Segment Start: Data section

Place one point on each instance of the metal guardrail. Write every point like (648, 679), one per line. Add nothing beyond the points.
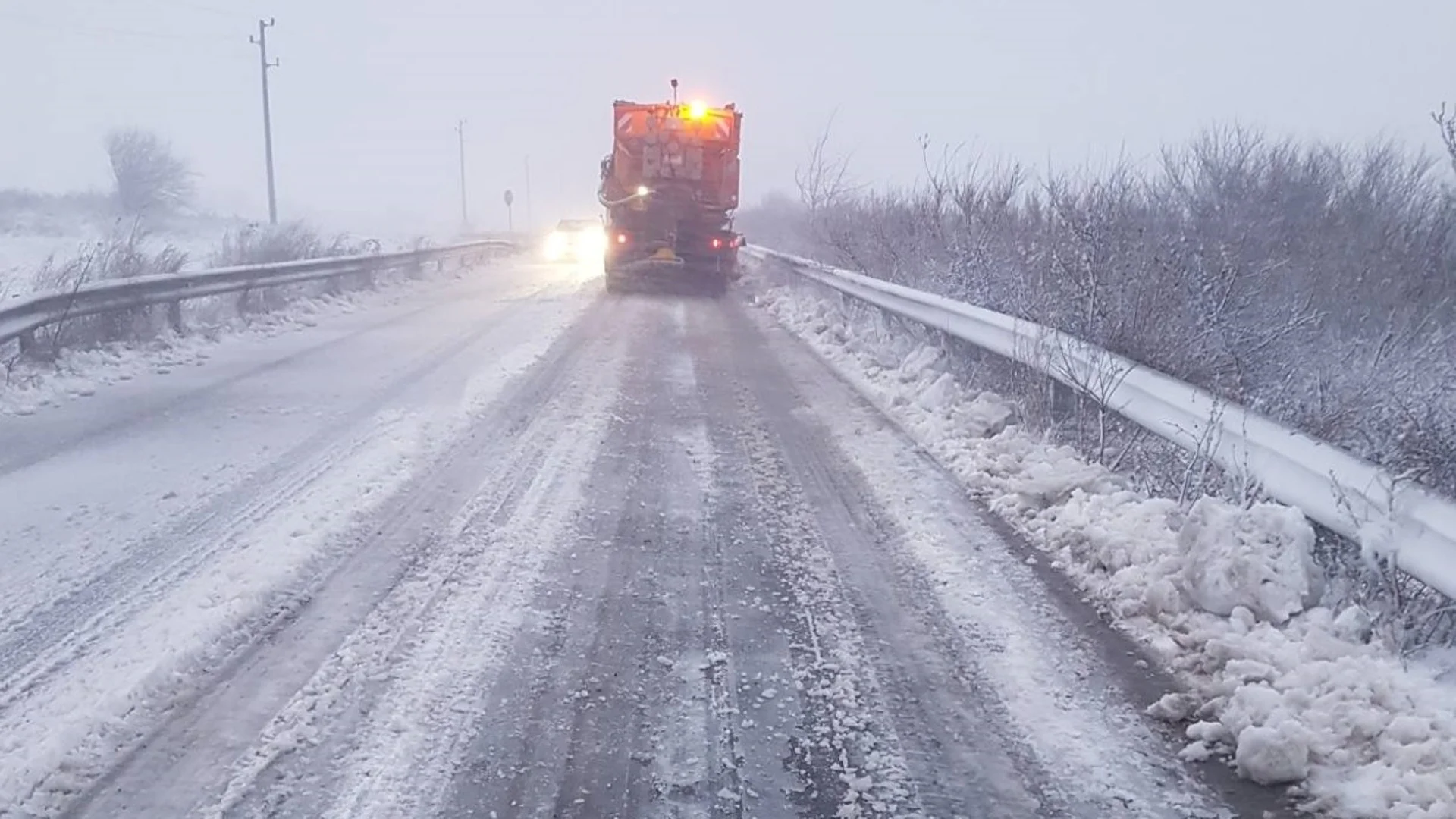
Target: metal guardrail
(20, 319)
(1394, 519)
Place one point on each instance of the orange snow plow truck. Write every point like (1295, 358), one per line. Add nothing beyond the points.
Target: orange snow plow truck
(670, 187)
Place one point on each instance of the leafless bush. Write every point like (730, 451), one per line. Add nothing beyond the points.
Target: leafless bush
(123, 254)
(258, 243)
(1312, 283)
(1446, 121)
(150, 178)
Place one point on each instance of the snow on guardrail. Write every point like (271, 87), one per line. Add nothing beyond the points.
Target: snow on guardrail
(1394, 519)
(18, 319)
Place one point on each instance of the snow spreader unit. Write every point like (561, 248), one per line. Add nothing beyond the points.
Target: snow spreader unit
(670, 187)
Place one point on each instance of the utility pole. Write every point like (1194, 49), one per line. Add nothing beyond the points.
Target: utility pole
(261, 41)
(465, 213)
(529, 219)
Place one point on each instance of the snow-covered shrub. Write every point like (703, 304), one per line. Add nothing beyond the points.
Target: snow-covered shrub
(1312, 283)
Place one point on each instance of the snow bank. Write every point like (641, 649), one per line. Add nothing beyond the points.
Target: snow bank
(30, 387)
(1288, 691)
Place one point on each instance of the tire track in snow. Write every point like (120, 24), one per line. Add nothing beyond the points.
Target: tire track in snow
(44, 640)
(136, 739)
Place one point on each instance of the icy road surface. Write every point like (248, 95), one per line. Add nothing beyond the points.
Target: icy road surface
(514, 548)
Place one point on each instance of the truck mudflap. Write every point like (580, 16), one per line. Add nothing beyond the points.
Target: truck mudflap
(666, 270)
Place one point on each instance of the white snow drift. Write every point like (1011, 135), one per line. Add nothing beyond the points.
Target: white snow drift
(1289, 691)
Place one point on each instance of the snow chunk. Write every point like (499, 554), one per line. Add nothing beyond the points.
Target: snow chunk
(1272, 755)
(1220, 594)
(1258, 558)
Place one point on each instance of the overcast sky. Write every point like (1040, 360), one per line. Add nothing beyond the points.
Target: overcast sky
(369, 91)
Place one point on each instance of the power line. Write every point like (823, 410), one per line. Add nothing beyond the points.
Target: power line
(261, 41)
(107, 31)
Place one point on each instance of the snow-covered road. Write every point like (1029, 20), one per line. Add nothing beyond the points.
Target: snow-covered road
(513, 548)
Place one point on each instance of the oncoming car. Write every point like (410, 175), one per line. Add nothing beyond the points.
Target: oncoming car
(577, 240)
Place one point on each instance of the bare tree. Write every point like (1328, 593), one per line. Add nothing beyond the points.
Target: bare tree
(1446, 121)
(824, 181)
(150, 178)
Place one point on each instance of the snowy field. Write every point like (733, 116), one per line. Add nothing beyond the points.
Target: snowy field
(1285, 689)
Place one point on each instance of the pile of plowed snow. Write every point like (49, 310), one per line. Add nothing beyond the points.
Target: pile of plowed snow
(1286, 689)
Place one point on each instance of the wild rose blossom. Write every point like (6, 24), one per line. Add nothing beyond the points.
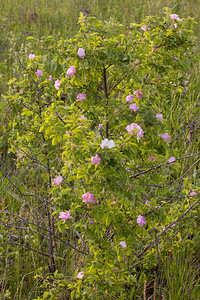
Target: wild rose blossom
(140, 220)
(31, 56)
(133, 107)
(172, 159)
(87, 197)
(81, 52)
(123, 244)
(80, 275)
(71, 71)
(57, 84)
(82, 118)
(159, 116)
(39, 73)
(138, 94)
(144, 28)
(129, 98)
(81, 97)
(165, 136)
(135, 128)
(152, 158)
(65, 215)
(193, 193)
(96, 159)
(174, 16)
(57, 181)
(106, 144)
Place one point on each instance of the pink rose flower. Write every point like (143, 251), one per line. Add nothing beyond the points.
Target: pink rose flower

Segment End: Data section

#### What needs to be done:
Output, from the data above, the lines from the line with "Place one point on each instance of the icy" to the line with "Place one point on each instance of the wild" exactly as they stand, both ends included and nothing else.

#### Result below:
Place one point on each instance of the icy road surface. Write every point like (248, 95), one per line. Add nothing beyond the points.
Target: icy road surface
(514, 548)
Place one point on each instance of the truck mudflap. Write every point like (580, 16), one per line. Add nothing beyond the points.
Target: truck mudflap
(666, 270)
Place one point on each instance of the white snow drift. Write every point like (1011, 135), one per line. Add nothing beyond the points.
Target: white snow drift
(1289, 691)
Place one point on each instance of the snow chunk. Write every point like (499, 554), one per line. Add nothing beyond the points.
Target: snow chunk
(1272, 755)
(1220, 594)
(1258, 558)
Place one point on each instance of the overcast sky. Write every point like (1040, 360), one per line. Add nothing beyond the points.
Target: overcast sky
(369, 91)
Place one point on each instance of the power line. Write every point like (823, 410), one per line. Add nothing beyond the points.
Target: power line
(261, 41)
(107, 31)
Place one point on each instance of the snow-covered road. Write every point like (1029, 20), one per line. Add nothing beyond the points.
Target: snow-covered road
(513, 548)
Place one point on each instance of the oncoming car. Write every point like (410, 175), one per line. Add nothing beyond the points.
Target: oncoming car
(577, 240)
Place one point on each instance of the bare tree. Write every point like (1328, 593), one per line. Add nothing beyond the points.
Target: bare tree
(1446, 121)
(824, 181)
(150, 178)
Place one point on each instance of the snowy field. Write every point like (733, 116), one per line. Add nothing beyond the points.
Target: snowy field
(1285, 689)
Place one point on each instance of the pile of plowed snow. Write every point like (49, 310), one per line. Add nothing beyond the points.
Target: pile of plowed snow
(1286, 689)
Place one point on each instance of the wild rose blossom. Write every point like (6, 24), one per line. Add nothing beyond the points.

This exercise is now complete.